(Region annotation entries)
━━━━

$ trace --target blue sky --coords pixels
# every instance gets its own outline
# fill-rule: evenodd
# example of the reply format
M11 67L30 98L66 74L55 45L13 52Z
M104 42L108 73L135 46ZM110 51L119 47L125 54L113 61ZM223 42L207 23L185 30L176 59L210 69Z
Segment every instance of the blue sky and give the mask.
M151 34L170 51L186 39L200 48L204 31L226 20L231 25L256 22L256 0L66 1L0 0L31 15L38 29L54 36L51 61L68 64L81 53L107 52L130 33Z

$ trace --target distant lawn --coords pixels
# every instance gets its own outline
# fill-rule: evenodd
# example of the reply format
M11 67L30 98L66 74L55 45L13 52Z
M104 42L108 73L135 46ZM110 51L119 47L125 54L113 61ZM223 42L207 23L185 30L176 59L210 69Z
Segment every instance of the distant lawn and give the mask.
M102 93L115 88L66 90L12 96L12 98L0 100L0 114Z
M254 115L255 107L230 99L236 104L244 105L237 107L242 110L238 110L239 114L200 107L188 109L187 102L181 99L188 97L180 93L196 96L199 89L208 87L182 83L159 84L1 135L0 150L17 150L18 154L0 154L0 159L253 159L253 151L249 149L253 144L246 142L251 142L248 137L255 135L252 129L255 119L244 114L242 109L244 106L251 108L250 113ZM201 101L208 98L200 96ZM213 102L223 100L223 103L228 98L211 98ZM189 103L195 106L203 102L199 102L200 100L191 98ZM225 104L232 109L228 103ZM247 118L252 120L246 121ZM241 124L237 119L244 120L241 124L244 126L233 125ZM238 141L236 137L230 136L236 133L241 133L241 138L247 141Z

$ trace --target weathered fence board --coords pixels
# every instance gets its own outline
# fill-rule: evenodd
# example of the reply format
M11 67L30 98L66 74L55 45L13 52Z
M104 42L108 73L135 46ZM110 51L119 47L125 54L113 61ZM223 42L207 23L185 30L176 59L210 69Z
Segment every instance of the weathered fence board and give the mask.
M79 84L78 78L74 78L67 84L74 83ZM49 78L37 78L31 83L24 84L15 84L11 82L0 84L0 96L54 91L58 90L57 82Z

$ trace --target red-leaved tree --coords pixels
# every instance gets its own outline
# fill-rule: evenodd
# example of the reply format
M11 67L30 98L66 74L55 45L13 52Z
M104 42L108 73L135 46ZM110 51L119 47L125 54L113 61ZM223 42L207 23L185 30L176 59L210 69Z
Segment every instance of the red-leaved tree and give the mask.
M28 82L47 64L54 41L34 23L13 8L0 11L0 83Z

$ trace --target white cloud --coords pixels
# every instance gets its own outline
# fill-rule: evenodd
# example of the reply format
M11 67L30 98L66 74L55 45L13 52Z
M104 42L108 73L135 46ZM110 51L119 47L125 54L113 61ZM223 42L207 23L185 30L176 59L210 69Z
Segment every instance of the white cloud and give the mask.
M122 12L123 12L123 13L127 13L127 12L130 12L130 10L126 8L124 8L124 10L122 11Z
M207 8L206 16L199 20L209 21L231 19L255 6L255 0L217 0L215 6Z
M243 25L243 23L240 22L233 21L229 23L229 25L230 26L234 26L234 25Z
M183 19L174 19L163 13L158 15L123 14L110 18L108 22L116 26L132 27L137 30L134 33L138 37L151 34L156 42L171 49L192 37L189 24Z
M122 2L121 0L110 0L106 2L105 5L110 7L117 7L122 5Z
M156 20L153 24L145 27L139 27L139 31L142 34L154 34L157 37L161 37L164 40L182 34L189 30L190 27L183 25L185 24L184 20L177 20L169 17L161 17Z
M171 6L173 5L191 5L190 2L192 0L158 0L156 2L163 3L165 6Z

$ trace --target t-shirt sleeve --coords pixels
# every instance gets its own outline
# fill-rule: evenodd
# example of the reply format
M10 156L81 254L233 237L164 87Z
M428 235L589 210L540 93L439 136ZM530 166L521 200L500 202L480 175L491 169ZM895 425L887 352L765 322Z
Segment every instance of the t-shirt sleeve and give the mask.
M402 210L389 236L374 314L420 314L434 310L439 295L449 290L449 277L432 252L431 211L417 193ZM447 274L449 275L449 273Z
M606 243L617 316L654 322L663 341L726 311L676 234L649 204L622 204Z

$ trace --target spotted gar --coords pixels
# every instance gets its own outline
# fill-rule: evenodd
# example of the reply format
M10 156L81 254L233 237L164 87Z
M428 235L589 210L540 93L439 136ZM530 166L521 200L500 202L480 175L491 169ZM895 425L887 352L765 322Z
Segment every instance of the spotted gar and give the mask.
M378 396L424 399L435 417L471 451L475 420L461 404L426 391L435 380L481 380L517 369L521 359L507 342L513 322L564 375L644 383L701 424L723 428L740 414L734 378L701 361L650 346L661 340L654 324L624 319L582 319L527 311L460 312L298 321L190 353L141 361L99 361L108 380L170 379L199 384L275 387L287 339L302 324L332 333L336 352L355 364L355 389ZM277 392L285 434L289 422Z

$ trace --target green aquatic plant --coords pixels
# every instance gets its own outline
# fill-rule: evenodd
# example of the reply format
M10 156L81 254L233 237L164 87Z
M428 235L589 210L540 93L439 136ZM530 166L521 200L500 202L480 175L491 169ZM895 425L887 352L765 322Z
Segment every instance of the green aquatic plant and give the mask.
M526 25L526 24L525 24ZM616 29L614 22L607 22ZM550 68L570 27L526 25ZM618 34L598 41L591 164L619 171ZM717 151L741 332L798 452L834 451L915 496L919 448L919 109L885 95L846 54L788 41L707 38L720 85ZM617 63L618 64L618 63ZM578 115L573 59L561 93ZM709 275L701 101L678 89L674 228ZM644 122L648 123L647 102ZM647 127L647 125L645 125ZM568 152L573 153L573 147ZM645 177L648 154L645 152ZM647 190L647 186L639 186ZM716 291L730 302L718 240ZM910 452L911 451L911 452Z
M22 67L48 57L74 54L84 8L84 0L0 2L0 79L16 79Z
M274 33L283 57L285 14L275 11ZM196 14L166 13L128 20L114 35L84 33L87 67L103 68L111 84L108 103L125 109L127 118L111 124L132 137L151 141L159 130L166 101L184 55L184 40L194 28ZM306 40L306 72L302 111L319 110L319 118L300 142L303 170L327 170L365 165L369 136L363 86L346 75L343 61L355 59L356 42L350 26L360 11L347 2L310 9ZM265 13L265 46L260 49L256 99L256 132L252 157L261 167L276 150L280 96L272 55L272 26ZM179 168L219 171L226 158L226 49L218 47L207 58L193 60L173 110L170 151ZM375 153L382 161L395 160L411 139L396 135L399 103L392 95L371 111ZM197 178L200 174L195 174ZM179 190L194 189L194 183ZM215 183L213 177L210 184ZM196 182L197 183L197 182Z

━━━━

TASK OBJECTIVE. Revise the material above so that every "give the mask" becomes "return the mask", keeping all other text unchanged.

SOLUTION FOR THIS TASK.
$ trace --target blue sky --coords pixels
# every instance gets its own outline
# fill-rule: evenodd
# example of the reply format
M11 67L30 98L66 74L55 45L13 52Z
M104 42L108 73L135 46ZM110 51L119 47L125 54L113 61ZM223 42L207 23L185 30L176 59L210 69Z
Segment every instance of the blue sky and return the mask.
M151 34L170 51L186 39L200 48L204 31L226 20L231 25L256 22L256 0L66 1L0 0L31 15L38 29L54 36L51 61L68 64L81 53L107 52L130 33Z

$ trace --target distant lawn --coords pixels
# every instance gets its own outline
# fill-rule: evenodd
# example of the reply format
M11 67L30 98L66 74L55 45L13 52Z
M104 42L108 73L135 46ZM110 51L119 47L125 54L113 61ZM223 42L207 23L185 30L176 59L210 69Z
Segment every instance of the distant lawn and return the mask.
M102 93L115 88L66 90L12 96L12 98L0 100L0 114Z
M254 115L255 107L230 99L236 104L244 105L237 107L242 110L238 110L239 114L200 107L188 109L187 102L181 99L188 97L180 93L196 96L199 89L208 87L182 83L159 84L1 135L0 150L17 150L18 154L0 154L0 159L253 159L253 151L249 149L253 144L246 142L251 142L248 137L255 135L252 129L255 119L244 114L242 109L244 106L251 108L250 113ZM201 101L208 98L200 96ZM213 102L223 100L223 103L228 98L211 98ZM189 103L195 106L203 102L199 102L200 100L191 98ZM225 104L232 109L228 103ZM247 118L252 120L246 121ZM241 124L237 119L244 120L241 124L244 126L233 125ZM238 141L236 137L230 136L236 133L241 133L241 138L247 141Z

$ trace --target weathered fence board --coords pixels
# every instance gets its own outline
# fill-rule: evenodd
# example of the reply format
M11 67L30 98L66 74L55 45L13 52Z
M104 42L108 73L135 46ZM110 51L119 47L125 54L113 61ZM223 42L207 23L185 30L176 59L210 69Z
Segment every instance of the weathered fence board and return the mask.
M79 84L78 78L74 78L67 84L74 83ZM49 78L37 78L31 83L24 84L15 84L11 82L0 84L0 96L54 91L58 90L57 82Z

$ trace --target red-leaved tree --coords pixels
# every instance gets its own outline
# fill-rule: evenodd
# example of the reply format
M11 67L30 98L66 74L55 45L13 52Z
M104 42L108 73L135 46ZM110 51L119 47L125 54L113 61ZM223 42L207 23L185 30L176 59L210 69Z
Segment every instance of the red-leaved tree and return the mask.
M28 82L47 64L54 41L34 23L13 8L0 11L0 83Z

$ trace --target white cloud --coords pixels
# every instance gets its own outline
# fill-rule: evenodd
# example of the reply format
M11 67L30 98L66 74L55 45L13 52Z
M104 42L108 73L135 46ZM110 51L119 47L125 54L113 61ZM223 42L207 23L185 30L176 59L210 69Z
Segment every instance of the white cloud and return the mask.
M122 12L123 12L123 13L127 13L127 12L130 12L130 10L126 8L124 8L124 10L122 11Z
M207 8L206 16L199 20L209 21L231 19L255 6L255 0L217 0L215 6Z
M243 25L243 23L240 22L233 21L229 23L229 25L230 26L234 26L234 25Z
M183 19L174 19L163 13L158 15L123 14L110 18L108 22L116 26L132 27L137 30L134 33L138 37L151 34L156 42L171 49L192 37L189 24Z
M122 2L121 0L110 0L106 2L105 5L110 7L117 7L122 5Z
M156 20L153 24L145 27L139 27L139 31L142 34L154 34L157 37L161 37L164 40L182 34L189 30L190 27L183 25L185 24L184 20L177 20L169 17L161 17Z
M171 6L173 5L191 5L190 2L192 0L158 0L156 2L163 3L165 6Z

$ trace --target t-shirt sleeve --coords pixels
# every instance gets its own outline
# fill-rule: evenodd
# example of the reply format
M10 156L81 254L233 237L164 87Z
M428 235L589 210L540 93L439 136ZM530 166L521 200L500 202L480 175L491 169ZM895 425L887 352L765 322Z
Segment every instance of the t-shirt sleeve and return the mask.
M402 210L389 236L374 314L420 314L434 310L439 295L449 290L449 277L432 252L431 211L417 193ZM447 274L449 275L449 273Z
M606 243L617 316L654 322L663 341L726 311L676 234L649 204L622 204Z

$ trace --target spotted gar --coords pixels
# every instance gets its own outline
# fill-rule: evenodd
# example of the reply format
M10 156L81 254L233 237L164 87Z
M428 235L589 210L540 93L439 136ZM530 166L521 200L500 202L480 175L491 169ZM895 425L887 352L765 322Z
Segment every instance of the spotted gar and return the mask.
M378 396L424 399L435 417L471 451L475 420L461 404L426 391L435 380L481 380L517 369L521 359L507 342L513 322L564 375L644 383L701 424L723 428L740 414L734 378L701 361L650 346L661 340L654 324L624 319L582 319L527 311L460 312L298 321L190 353L141 361L99 361L108 380L170 379L199 384L275 387L287 339L302 324L332 333L336 352L355 364L355 389ZM277 392L285 434L289 422Z

$ trace --target green aquatic plant --coords pixels
# every instance gets its own outline
# fill-rule: evenodd
# example of the reply format
M10 156L81 254L233 237L164 87Z
M428 235L589 210L540 93L439 136ZM530 166L521 200L500 202L480 175L491 169ZM895 425L887 352L765 322Z
Segment every instance of the green aquatic plant and return the mask.
M526 25L526 24L525 24ZM616 29L614 22L607 22ZM550 68L570 27L526 25ZM618 34L598 41L591 164L619 171ZM717 151L741 332L798 452L834 451L915 496L919 448L919 109L885 95L846 54L788 41L707 38L720 85ZM617 63L618 64L618 63ZM578 115L573 59L561 93ZM709 275L701 101L678 89L674 228ZM644 122L648 123L647 102ZM647 127L647 125L645 125ZM568 152L573 153L573 147ZM645 177L648 154L645 152ZM647 190L647 186L639 186ZM716 291L730 302L718 240ZM910 452L911 451L911 452Z
M22 67L48 57L74 54L84 8L84 0L0 2L0 79L16 79Z
M274 33L283 57L285 14L275 11ZM196 14L166 13L128 20L114 35L84 33L87 67L103 68L111 84L108 103L125 109L127 118L111 124L132 137L151 141L159 130L166 101L184 55L184 40L194 28ZM306 40L306 72L302 111L319 110L319 118L300 142L303 170L327 170L365 165L369 136L363 86L346 75L343 61L355 59L356 42L350 26L360 11L347 2L310 9ZM265 13L265 46L260 49L256 99L256 132L252 157L261 167L276 150L280 96L272 55L272 26ZM179 168L219 171L226 158L226 49L218 47L207 58L193 60L173 110L170 151ZM375 153L382 161L395 160L411 139L396 135L399 103L392 95L371 111ZM197 178L200 174L195 174ZM179 190L194 189L194 183ZM215 183L213 177L210 184ZM196 182L197 183L197 182Z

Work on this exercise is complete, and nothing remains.